'''
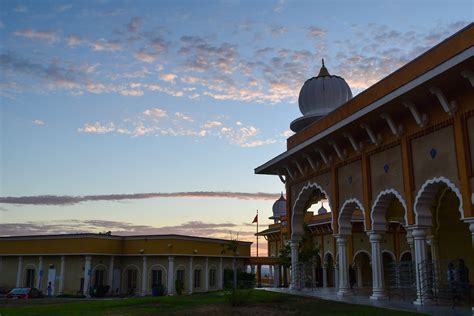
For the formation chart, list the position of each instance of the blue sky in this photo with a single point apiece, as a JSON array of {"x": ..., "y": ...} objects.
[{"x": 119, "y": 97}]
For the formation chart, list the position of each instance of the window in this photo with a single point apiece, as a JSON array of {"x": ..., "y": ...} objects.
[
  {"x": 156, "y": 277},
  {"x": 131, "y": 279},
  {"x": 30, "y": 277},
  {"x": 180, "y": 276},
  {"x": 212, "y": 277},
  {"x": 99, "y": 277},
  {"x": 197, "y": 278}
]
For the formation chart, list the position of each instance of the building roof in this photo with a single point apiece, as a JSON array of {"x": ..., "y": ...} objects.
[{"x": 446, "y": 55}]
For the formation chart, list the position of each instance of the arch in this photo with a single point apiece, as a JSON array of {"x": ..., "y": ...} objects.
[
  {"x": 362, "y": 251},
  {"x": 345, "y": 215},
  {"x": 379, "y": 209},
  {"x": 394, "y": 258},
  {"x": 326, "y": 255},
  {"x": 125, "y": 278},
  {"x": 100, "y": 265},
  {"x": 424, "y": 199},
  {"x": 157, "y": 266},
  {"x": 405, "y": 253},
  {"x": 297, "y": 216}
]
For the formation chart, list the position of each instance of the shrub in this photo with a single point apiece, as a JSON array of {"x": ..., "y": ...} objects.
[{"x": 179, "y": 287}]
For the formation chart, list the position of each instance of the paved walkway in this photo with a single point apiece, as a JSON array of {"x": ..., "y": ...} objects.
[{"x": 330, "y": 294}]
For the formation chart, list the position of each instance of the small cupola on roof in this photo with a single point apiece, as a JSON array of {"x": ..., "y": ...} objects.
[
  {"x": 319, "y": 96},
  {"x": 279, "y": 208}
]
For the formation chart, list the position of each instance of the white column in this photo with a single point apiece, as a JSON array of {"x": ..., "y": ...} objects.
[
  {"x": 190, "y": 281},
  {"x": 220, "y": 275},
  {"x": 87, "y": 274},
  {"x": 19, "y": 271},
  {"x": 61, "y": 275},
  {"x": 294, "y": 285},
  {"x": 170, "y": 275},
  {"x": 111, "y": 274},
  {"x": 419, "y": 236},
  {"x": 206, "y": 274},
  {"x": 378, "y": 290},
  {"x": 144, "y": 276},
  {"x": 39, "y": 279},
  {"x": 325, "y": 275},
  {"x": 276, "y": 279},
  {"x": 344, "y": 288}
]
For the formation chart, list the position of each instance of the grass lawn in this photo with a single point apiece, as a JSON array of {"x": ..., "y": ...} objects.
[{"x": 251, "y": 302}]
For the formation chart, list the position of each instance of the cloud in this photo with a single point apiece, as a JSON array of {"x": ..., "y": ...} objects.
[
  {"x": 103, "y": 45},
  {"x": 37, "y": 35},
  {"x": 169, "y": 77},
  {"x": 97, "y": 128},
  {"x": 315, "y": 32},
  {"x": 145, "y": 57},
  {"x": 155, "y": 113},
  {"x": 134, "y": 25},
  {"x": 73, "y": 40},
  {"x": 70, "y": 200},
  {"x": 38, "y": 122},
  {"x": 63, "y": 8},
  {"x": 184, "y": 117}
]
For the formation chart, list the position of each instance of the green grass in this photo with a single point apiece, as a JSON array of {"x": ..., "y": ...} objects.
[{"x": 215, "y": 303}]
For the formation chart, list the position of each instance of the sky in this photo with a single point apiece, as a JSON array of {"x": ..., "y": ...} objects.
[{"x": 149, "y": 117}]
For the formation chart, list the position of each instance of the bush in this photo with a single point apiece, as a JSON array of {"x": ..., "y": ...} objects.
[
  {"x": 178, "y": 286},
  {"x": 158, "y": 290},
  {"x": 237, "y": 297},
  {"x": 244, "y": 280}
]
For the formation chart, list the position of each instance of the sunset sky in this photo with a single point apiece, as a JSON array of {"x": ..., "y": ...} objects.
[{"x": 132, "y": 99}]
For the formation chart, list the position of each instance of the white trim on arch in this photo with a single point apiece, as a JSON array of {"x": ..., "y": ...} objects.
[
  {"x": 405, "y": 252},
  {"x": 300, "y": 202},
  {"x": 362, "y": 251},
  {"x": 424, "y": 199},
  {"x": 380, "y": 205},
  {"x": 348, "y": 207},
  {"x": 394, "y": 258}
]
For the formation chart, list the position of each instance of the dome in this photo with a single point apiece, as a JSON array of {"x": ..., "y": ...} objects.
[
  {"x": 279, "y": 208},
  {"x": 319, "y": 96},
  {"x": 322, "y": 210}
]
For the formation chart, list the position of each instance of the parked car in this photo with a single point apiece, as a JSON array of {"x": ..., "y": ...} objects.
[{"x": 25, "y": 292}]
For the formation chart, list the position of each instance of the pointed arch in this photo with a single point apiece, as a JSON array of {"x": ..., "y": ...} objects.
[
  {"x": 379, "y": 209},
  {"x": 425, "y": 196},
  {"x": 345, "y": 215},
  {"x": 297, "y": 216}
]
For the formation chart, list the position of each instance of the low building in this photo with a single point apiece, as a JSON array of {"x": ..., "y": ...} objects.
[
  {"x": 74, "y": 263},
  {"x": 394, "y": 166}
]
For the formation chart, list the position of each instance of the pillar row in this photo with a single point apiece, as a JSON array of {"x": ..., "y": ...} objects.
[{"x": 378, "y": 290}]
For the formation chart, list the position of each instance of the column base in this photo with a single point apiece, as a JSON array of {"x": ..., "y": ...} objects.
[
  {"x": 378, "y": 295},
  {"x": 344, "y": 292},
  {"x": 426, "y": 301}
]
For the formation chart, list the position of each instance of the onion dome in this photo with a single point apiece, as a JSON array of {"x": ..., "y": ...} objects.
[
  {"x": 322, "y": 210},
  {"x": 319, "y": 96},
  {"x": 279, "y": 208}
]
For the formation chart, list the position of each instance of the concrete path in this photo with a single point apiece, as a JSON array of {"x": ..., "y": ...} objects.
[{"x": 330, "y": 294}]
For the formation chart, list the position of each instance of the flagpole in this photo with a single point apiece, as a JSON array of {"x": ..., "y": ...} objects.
'''
Exercise description. The pictures are not wanted, but every line of the listing should be duplicated exactly.

Response to the task.
For the formation chart, list the position of each instance of the blue sky in this photo with a single point apiece, as a JSON array of {"x": ..., "y": ...} objects.
[{"x": 119, "y": 97}]
For the formation chart, list the position of each instance of the window in this photo with a single point apiece, as a JSON array of {"x": ..., "y": ...} objects.
[
  {"x": 156, "y": 277},
  {"x": 131, "y": 279},
  {"x": 30, "y": 277},
  {"x": 180, "y": 276},
  {"x": 212, "y": 277},
  {"x": 99, "y": 277},
  {"x": 197, "y": 278}
]
For the formation chart, list the position of each instance of the building roof in this photo with a single point apiece, as a JSON array of {"x": ..., "y": ...} objects.
[{"x": 446, "y": 55}]
For the formation chart, list the position of each instance of the arch in this photo with a single point apiece, as a JSON array of {"x": ..., "y": ...} objects.
[
  {"x": 362, "y": 251},
  {"x": 345, "y": 215},
  {"x": 379, "y": 209},
  {"x": 394, "y": 258},
  {"x": 326, "y": 255},
  {"x": 125, "y": 278},
  {"x": 100, "y": 265},
  {"x": 424, "y": 199},
  {"x": 157, "y": 266},
  {"x": 405, "y": 253},
  {"x": 297, "y": 216}
]
For the formation chart, list the position of each instance of the shrub in this photo with a single point apiece, as a JSON array of {"x": ..., "y": ...} objects.
[{"x": 179, "y": 287}]
For the formation chart, list the position of each instance of the paved walkway in this photo with a single point apiece, as a JSON array of {"x": ..., "y": ...} objects.
[{"x": 330, "y": 294}]
For the formation chart, list the position of each instance of the small cupola on roof in this photo with a single point apiece, as a JSON array of {"x": ..., "y": ...} objects.
[
  {"x": 319, "y": 96},
  {"x": 279, "y": 208}
]
For the formation chart, list the position of each instance of the white column in this photo with a single point apiece, as a JSON array of {"x": ..., "y": ...} objects.
[
  {"x": 190, "y": 281},
  {"x": 220, "y": 275},
  {"x": 87, "y": 274},
  {"x": 19, "y": 271},
  {"x": 61, "y": 275},
  {"x": 294, "y": 285},
  {"x": 170, "y": 275},
  {"x": 111, "y": 274},
  {"x": 419, "y": 236},
  {"x": 206, "y": 274},
  {"x": 378, "y": 290},
  {"x": 144, "y": 276},
  {"x": 39, "y": 279},
  {"x": 325, "y": 275},
  {"x": 276, "y": 279},
  {"x": 344, "y": 288}
]
For the formation chart, list the position of each instance of the grass lawn in this photo with a single point apiece, as a JSON array of {"x": ..., "y": ...} objects.
[{"x": 251, "y": 302}]
For the formation chart, list the position of each instance of the cloud in this photo with a single point apiece, as a JSON array of {"x": ..., "y": ...} objects.
[
  {"x": 103, "y": 45},
  {"x": 37, "y": 35},
  {"x": 169, "y": 77},
  {"x": 97, "y": 128},
  {"x": 315, "y": 32},
  {"x": 145, "y": 57},
  {"x": 155, "y": 113},
  {"x": 134, "y": 25},
  {"x": 73, "y": 40},
  {"x": 70, "y": 200},
  {"x": 38, "y": 122},
  {"x": 63, "y": 8},
  {"x": 184, "y": 117}
]
For the formation chart, list the position of each instance of the green grass in this photo with a single point apiece, as a JSON array of {"x": ..., "y": ...} objects.
[{"x": 215, "y": 303}]
For the formation chart, list the position of each instance of the sky in this photo with a single point apiece, as a JSON array of {"x": ..., "y": ...} objects.
[{"x": 149, "y": 117}]
For the formation chart, list the position of each instance of the bush in this photo with a single point apiece, as a JSON array of {"x": ..., "y": ...} objects.
[
  {"x": 178, "y": 286},
  {"x": 158, "y": 290},
  {"x": 237, "y": 297},
  {"x": 244, "y": 280}
]
For the formation chart, list the position of each instance of the sunset sky in this photo with a single point apiece, as a JSON array of {"x": ..., "y": ...} objects.
[{"x": 132, "y": 99}]
For the formation chart, list the position of each instance of the white trim on arch in this photo with a single point apiece, as a JSON array of {"x": ..., "y": ...} objects.
[
  {"x": 405, "y": 252},
  {"x": 300, "y": 202},
  {"x": 362, "y": 251},
  {"x": 424, "y": 199},
  {"x": 380, "y": 205},
  {"x": 348, "y": 207},
  {"x": 394, "y": 258}
]
For the formation chart, list the position of each instance of the dome in this photo with a single point apiece, as a JSON array of {"x": ..., "y": ...} objects.
[
  {"x": 279, "y": 208},
  {"x": 319, "y": 96},
  {"x": 322, "y": 210}
]
For the formation chart, list the position of each instance of the parked car in this photo with a single point apiece, as a JSON array of {"x": ..., "y": ...} objects.
[{"x": 25, "y": 292}]
For the formation chart, list the position of each instance of the pointed arch in this photo with a single point apiece, as a JSON array of {"x": ..., "y": ...} objects.
[
  {"x": 379, "y": 209},
  {"x": 425, "y": 196},
  {"x": 345, "y": 215},
  {"x": 297, "y": 216}
]
For the formation chart, list the position of each instance of the low building in this photo with a single point apiece, as a JSON array of {"x": ..., "y": ...} objects.
[
  {"x": 74, "y": 263},
  {"x": 394, "y": 166}
]
For the formation chart, list the position of each instance of the pillar row in this photo with a single point apiece, as a JSON array of {"x": ..., "y": ...} objects.
[{"x": 378, "y": 290}]
For the formation chart, list the position of each instance of the column base in this photo with a single point apiece, as a JSON array of {"x": ..., "y": ...} objects.
[
  {"x": 378, "y": 295},
  {"x": 344, "y": 292},
  {"x": 426, "y": 301}
]
For the formation chart, list the position of each instance of the onion dome in this photo with a single point apiece, as a JSON array of {"x": ..., "y": ...} objects.
[
  {"x": 322, "y": 210},
  {"x": 319, "y": 96},
  {"x": 279, "y": 208}
]
For the formation chart, list the position of each instance of the concrete path in this photo with a single point apiece, as a JSON array of {"x": ..., "y": ...} objects.
[{"x": 330, "y": 294}]
For the formation chart, list the position of each instance of the flagpole in this photo with a single point apiece, as a JSON array of {"x": ..., "y": ...} objects.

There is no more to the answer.